INSTRUCTION — Return every line of the records below that contains the word "scrub", matching case exactly.

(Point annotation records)
⟨

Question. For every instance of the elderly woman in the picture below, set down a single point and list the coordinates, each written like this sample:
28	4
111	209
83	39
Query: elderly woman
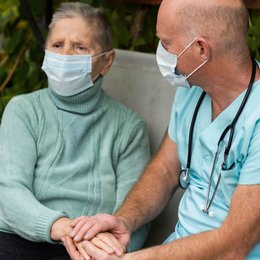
68	150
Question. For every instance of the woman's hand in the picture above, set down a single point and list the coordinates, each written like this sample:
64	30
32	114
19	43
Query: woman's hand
88	227
60	228
103	246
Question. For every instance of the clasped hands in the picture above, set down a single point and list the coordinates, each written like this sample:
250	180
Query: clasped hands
89	238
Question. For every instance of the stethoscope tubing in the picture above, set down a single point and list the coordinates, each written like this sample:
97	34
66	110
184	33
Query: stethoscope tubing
184	174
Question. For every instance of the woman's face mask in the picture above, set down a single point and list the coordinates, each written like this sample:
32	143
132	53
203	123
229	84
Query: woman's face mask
167	63
68	75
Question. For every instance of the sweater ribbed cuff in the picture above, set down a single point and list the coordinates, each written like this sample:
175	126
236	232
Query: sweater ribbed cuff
44	222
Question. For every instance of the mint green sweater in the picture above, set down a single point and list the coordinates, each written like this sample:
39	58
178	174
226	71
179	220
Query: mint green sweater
67	156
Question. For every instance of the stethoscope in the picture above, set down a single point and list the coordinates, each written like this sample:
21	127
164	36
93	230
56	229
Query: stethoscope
184	177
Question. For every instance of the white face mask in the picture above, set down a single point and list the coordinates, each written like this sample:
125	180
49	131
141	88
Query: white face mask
68	75
167	63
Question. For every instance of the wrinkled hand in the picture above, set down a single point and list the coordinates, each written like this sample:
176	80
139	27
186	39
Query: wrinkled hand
61	227
86	228
88	250
75	251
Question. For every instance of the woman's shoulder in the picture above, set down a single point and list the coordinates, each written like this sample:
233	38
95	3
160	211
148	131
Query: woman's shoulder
121	111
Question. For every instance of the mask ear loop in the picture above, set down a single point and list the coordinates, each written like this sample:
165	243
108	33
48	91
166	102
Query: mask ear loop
184	51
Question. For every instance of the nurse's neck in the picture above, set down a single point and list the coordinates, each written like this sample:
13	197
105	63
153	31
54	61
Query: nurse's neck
225	89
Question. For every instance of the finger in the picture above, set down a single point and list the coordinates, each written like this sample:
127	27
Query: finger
94	251
82	251
79	226
71	248
112	242
82	230
102	245
76	221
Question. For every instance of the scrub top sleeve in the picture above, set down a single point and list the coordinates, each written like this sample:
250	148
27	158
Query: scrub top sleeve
172	128
250	171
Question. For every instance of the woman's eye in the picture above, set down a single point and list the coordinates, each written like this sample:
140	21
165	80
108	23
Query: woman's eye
81	48
56	45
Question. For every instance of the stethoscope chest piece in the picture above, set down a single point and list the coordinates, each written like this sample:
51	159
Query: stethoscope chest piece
184	178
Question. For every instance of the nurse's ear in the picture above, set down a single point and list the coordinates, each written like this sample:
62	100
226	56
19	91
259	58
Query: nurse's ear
204	49
109	58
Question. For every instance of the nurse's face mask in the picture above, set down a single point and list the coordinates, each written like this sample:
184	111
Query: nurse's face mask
167	63
68	75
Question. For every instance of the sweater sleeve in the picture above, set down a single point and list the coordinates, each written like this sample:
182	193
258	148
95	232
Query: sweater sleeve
20	212
135	153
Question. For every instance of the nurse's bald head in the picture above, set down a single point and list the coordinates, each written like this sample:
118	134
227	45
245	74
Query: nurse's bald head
223	22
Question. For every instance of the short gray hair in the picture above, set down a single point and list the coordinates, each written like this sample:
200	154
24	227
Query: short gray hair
227	25
92	16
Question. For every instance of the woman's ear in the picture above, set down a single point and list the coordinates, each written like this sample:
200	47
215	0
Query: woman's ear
109	58
204	48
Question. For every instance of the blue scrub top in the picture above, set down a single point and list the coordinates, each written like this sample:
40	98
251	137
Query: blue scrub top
244	153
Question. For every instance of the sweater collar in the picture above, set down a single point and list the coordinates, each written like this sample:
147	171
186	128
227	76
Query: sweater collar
82	103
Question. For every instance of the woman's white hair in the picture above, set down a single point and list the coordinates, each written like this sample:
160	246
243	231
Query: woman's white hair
92	16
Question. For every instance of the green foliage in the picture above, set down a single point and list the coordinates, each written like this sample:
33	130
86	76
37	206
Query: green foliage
254	33
21	56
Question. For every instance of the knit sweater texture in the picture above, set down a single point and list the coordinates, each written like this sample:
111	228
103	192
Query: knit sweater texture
67	157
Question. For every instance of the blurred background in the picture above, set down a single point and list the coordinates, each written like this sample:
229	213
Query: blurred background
24	25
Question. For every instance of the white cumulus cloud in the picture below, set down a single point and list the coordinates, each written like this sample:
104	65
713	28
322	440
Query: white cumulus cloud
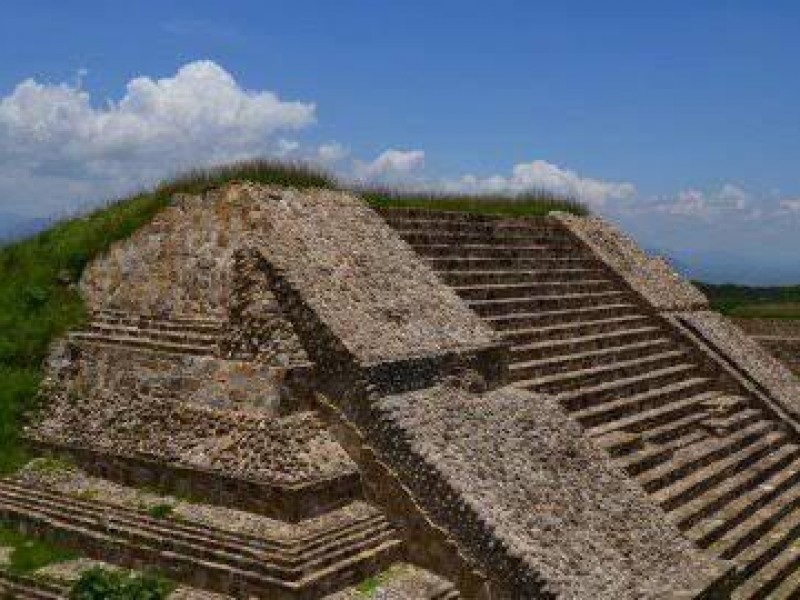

⟩

PROBLEM SOLUTION —
Question. For every instance of the scrub top sleeve in the picture above, set down a single point and list the coordinates, each written like this sample:
Query: scrub top sleeve
Question. For every instance of the blue scrub top in the picture above, set down a single point and list the coordinates, each written like this sample:
Query: blue scrub top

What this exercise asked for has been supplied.